### WHAT YOU ARE ASKED TO DO
In your copy of the data, omit the pictures and keep all else exactly as given.

[Segmentation mask data]
>>
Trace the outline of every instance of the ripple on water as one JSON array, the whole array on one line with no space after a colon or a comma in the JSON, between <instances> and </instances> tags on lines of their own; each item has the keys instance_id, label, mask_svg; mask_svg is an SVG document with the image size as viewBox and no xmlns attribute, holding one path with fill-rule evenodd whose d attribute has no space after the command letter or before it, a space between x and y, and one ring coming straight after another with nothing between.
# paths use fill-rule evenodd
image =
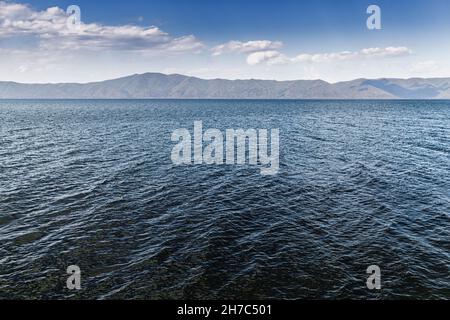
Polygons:
<instances>
[{"instance_id":1,"label":"ripple on water","mask_svg":"<svg viewBox=\"0 0 450 320\"><path fill-rule=\"evenodd\" d=\"M0 118L0 298L450 298L449 102L17 101ZM196 120L280 128L280 173L174 166L170 134Z\"/></svg>"}]
</instances>

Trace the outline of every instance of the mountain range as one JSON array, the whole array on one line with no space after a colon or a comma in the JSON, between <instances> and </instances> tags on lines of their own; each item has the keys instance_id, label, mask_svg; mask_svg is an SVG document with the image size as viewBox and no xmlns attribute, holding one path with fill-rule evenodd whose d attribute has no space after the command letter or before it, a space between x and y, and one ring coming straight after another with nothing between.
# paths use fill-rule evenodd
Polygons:
<instances>
[{"instance_id":1,"label":"mountain range","mask_svg":"<svg viewBox=\"0 0 450 320\"><path fill-rule=\"evenodd\" d=\"M0 99L450 99L450 78L205 80L179 74L135 74L85 84L0 82Z\"/></svg>"}]
</instances>

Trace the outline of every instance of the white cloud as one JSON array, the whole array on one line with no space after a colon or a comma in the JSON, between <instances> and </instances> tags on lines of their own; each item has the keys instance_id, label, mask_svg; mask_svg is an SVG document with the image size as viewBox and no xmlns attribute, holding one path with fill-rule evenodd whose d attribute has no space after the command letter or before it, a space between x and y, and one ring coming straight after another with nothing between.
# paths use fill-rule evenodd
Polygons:
<instances>
[{"instance_id":1,"label":"white cloud","mask_svg":"<svg viewBox=\"0 0 450 320\"><path fill-rule=\"evenodd\" d=\"M387 48L369 48L363 49L359 52L362 57L404 57L412 54L412 51L407 47L387 47Z\"/></svg>"},{"instance_id":2,"label":"white cloud","mask_svg":"<svg viewBox=\"0 0 450 320\"><path fill-rule=\"evenodd\" d=\"M44 50L89 49L119 51L191 51L203 44L192 35L172 37L158 27L105 26L81 23L67 27L65 11L58 7L35 11L30 6L0 1L0 39L35 37Z\"/></svg>"},{"instance_id":3,"label":"white cloud","mask_svg":"<svg viewBox=\"0 0 450 320\"><path fill-rule=\"evenodd\" d=\"M428 73L439 70L439 65L434 60L421 61L411 67L411 71L417 73Z\"/></svg>"},{"instance_id":4,"label":"white cloud","mask_svg":"<svg viewBox=\"0 0 450 320\"><path fill-rule=\"evenodd\" d=\"M254 40L254 41L229 41L211 49L213 56L219 56L228 52L249 53L255 51L267 51L279 49L283 46L281 41Z\"/></svg>"},{"instance_id":5,"label":"white cloud","mask_svg":"<svg viewBox=\"0 0 450 320\"><path fill-rule=\"evenodd\" d=\"M269 65L281 64L286 62L286 59L287 58L278 51L259 51L250 54L247 57L247 63L251 66L264 62Z\"/></svg>"},{"instance_id":6,"label":"white cloud","mask_svg":"<svg viewBox=\"0 0 450 320\"><path fill-rule=\"evenodd\" d=\"M324 63L350 61L359 59L392 58L411 55L412 51L406 47L367 48L360 51L341 51L332 53L308 54L302 53L293 58L278 51L260 51L251 53L247 57L249 65L266 63L268 65L286 63Z\"/></svg>"},{"instance_id":7,"label":"white cloud","mask_svg":"<svg viewBox=\"0 0 450 320\"><path fill-rule=\"evenodd\" d=\"M21 66L19 66L17 68L17 72L20 72L20 73L24 73L24 72L27 72L27 71L28 71L28 67L24 66L24 65L21 65Z\"/></svg>"}]
</instances>

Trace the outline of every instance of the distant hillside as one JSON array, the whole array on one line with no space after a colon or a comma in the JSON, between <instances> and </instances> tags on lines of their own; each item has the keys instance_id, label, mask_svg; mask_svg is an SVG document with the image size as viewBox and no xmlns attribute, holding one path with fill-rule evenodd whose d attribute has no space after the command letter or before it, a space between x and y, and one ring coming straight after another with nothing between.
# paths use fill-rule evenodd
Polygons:
<instances>
[{"instance_id":1,"label":"distant hillside","mask_svg":"<svg viewBox=\"0 0 450 320\"><path fill-rule=\"evenodd\" d=\"M0 99L450 99L450 78L204 80L145 73L87 84L0 82Z\"/></svg>"}]
</instances>

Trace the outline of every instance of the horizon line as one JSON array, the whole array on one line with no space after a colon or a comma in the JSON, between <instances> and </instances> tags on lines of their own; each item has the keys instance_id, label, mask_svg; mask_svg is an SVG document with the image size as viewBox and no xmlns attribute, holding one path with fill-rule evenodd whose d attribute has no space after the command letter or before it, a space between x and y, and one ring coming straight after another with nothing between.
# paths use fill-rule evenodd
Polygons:
<instances>
[{"instance_id":1,"label":"horizon line","mask_svg":"<svg viewBox=\"0 0 450 320\"><path fill-rule=\"evenodd\" d=\"M1 82L1 81L0 81ZM421 98L421 99L408 99L408 98L273 98L273 99L257 99L257 98L0 98L0 102L3 101L450 101L448 99L434 99L434 98Z\"/></svg>"}]
</instances>

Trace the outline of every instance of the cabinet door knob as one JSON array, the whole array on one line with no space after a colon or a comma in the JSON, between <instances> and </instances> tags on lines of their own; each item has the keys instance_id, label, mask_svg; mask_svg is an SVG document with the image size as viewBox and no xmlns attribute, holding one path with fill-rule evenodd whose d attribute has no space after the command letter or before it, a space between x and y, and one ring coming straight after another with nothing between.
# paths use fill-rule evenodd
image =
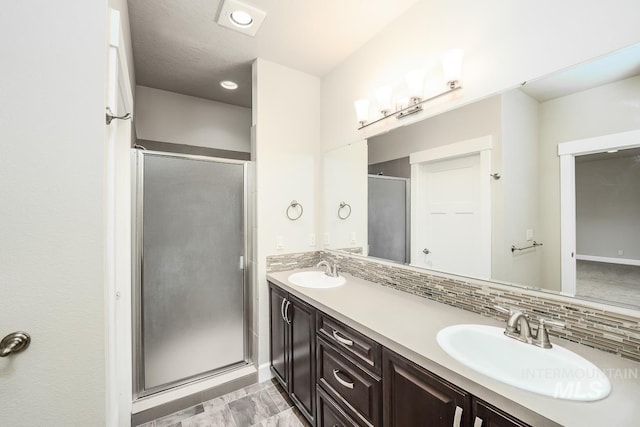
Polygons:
<<
### TASK SOLUTION
Trace the outline of every instance of the ripple on water as one JSON array, the whole array on one line with no space after a colon or a comma in the JSON, between <instances> and </instances> tags on lines of their own; each item has the keys instance_id, label, mask_svg; mask_svg is an SVG document with the image size as viewBox and no xmlns attribute, holding one path with fill-rule evenodd whose d attribute has no space after the command letter or before it, a space between x and y, and one ring coming straight after another with nothing between.
# paths use fill-rule evenodd
image =
Polygons:
<instances>
[{"instance_id":1,"label":"ripple on water","mask_svg":"<svg viewBox=\"0 0 450 320\"><path fill-rule=\"evenodd\" d=\"M0 118L0 298L450 298L449 102L17 101ZM196 120L280 128L280 173L174 166L170 134Z\"/></svg>"}]
</instances>

Trace the outline of every instance of the mountain range as one JSON array, the whole array on one line with no space after a colon or a comma in the JSON, between <instances> and </instances> tags on lines of their own; each item has the keys instance_id, label, mask_svg; mask_svg is an SVG document with the image size as viewBox and no xmlns attribute, holding one path with fill-rule evenodd whose d attribute has no space after the command letter or before it, a space between x and y, and one ring coming straight after another with nothing between.
# paths use fill-rule evenodd
Polygons:
<instances>
[{"instance_id":1,"label":"mountain range","mask_svg":"<svg viewBox=\"0 0 450 320\"><path fill-rule=\"evenodd\" d=\"M0 99L450 99L450 78L205 80L179 74L135 74L85 84L0 82Z\"/></svg>"}]
</instances>

Trace the outline of every instance of the white cloud as one JSON array, the whole array on one line with no space after a colon or a comma in the JSON, between <instances> and </instances> tags on lines of their own; each item has the keys instance_id, label, mask_svg; mask_svg is an SVG document with the image size as viewBox and no xmlns attribute, holding one path with fill-rule evenodd whose d attribute has no space after the command letter or before it, a space between x and y, and one ring coming straight after another with nothing between.
# paths use fill-rule evenodd
Polygons:
<instances>
[{"instance_id":1,"label":"white cloud","mask_svg":"<svg viewBox=\"0 0 450 320\"><path fill-rule=\"evenodd\" d=\"M387 48L369 48L363 49L359 52L362 57L404 57L412 54L412 51L407 47L387 47Z\"/></svg>"},{"instance_id":2,"label":"white cloud","mask_svg":"<svg viewBox=\"0 0 450 320\"><path fill-rule=\"evenodd\" d=\"M44 50L89 49L119 51L191 51L203 44L192 35L172 37L158 27L105 26L81 23L67 27L65 11L58 7L35 11L30 6L0 1L0 39L35 37Z\"/></svg>"},{"instance_id":3,"label":"white cloud","mask_svg":"<svg viewBox=\"0 0 450 320\"><path fill-rule=\"evenodd\" d=\"M428 73L439 70L439 65L434 60L421 61L411 67L411 71L417 73Z\"/></svg>"},{"instance_id":4,"label":"white cloud","mask_svg":"<svg viewBox=\"0 0 450 320\"><path fill-rule=\"evenodd\" d=\"M254 40L254 41L229 41L211 49L213 56L219 56L228 52L249 53L255 51L267 51L279 49L283 46L281 41Z\"/></svg>"},{"instance_id":5,"label":"white cloud","mask_svg":"<svg viewBox=\"0 0 450 320\"><path fill-rule=\"evenodd\" d=\"M269 65L281 64L286 62L286 59L287 58L278 51L259 51L250 54L247 57L247 63L251 66L264 62Z\"/></svg>"},{"instance_id":6,"label":"white cloud","mask_svg":"<svg viewBox=\"0 0 450 320\"><path fill-rule=\"evenodd\" d=\"M324 63L350 61L359 59L392 58L411 55L412 51L406 47L367 48L360 51L341 51L332 53L308 54L302 53L293 58L278 51L260 51L251 53L247 57L249 65L266 63L268 65L286 63Z\"/></svg>"},{"instance_id":7,"label":"white cloud","mask_svg":"<svg viewBox=\"0 0 450 320\"><path fill-rule=\"evenodd\" d=\"M21 66L19 66L17 68L17 72L20 72L20 73L24 73L24 72L27 72L27 71L28 71L28 67L24 66L24 65L21 65Z\"/></svg>"}]
</instances>

Trace the outline of every instance of the distant hillside as one JSON array, the whole array on one line with no space after a colon or a comma in the JSON, between <instances> and </instances> tags on lines of their own; each item has the keys instance_id, label, mask_svg; mask_svg is an SVG document with the image size as viewBox and no xmlns attribute, holding one path with fill-rule evenodd whose d attribute has no space after the command letter or before it, a space between x and y, and one ring coming straight after another with nothing between.
# paths use fill-rule evenodd
Polygons:
<instances>
[{"instance_id":1,"label":"distant hillside","mask_svg":"<svg viewBox=\"0 0 450 320\"><path fill-rule=\"evenodd\" d=\"M0 99L450 99L450 78L204 80L145 73L87 84L0 82Z\"/></svg>"}]
</instances>

Trace the outline of every instance of the horizon line as one JSON array, the whole array on one line with no space after a colon or a comma in the JSON, between <instances> and </instances> tags on lines of their own; each item has the keys instance_id, label, mask_svg; mask_svg is an SVG document with the image size as viewBox and no xmlns attribute, holding one path with fill-rule evenodd whose d attribute has no space after the command letter or before it, a space between x and y, and one ring coming straight after another with nothing between.
# paths use fill-rule evenodd
Polygons:
<instances>
[{"instance_id":1,"label":"horizon line","mask_svg":"<svg viewBox=\"0 0 450 320\"><path fill-rule=\"evenodd\" d=\"M1 82L1 81L0 81ZM421 98L421 99L408 99L408 98L273 98L273 99L257 99L257 98L0 98L0 102L3 101L450 101L448 99L434 99L434 98Z\"/></svg>"}]
</instances>

Trace the outline of every instance of the cabinet door knob as one JSON array, the whole array on one line with no space after a colon or a comma in the JSON, between <instances> and </instances> tags on lines of their own; each item has the keys instance_id, label, mask_svg; mask_svg is an SVG document with the image size as viewBox and no xmlns attribute, holding one path with fill-rule evenodd whose d attribute has no space after the command letter or before it, a space between x and y, and one ring coming straight after another with nothing between.
# paths use fill-rule evenodd
image =
Polygons:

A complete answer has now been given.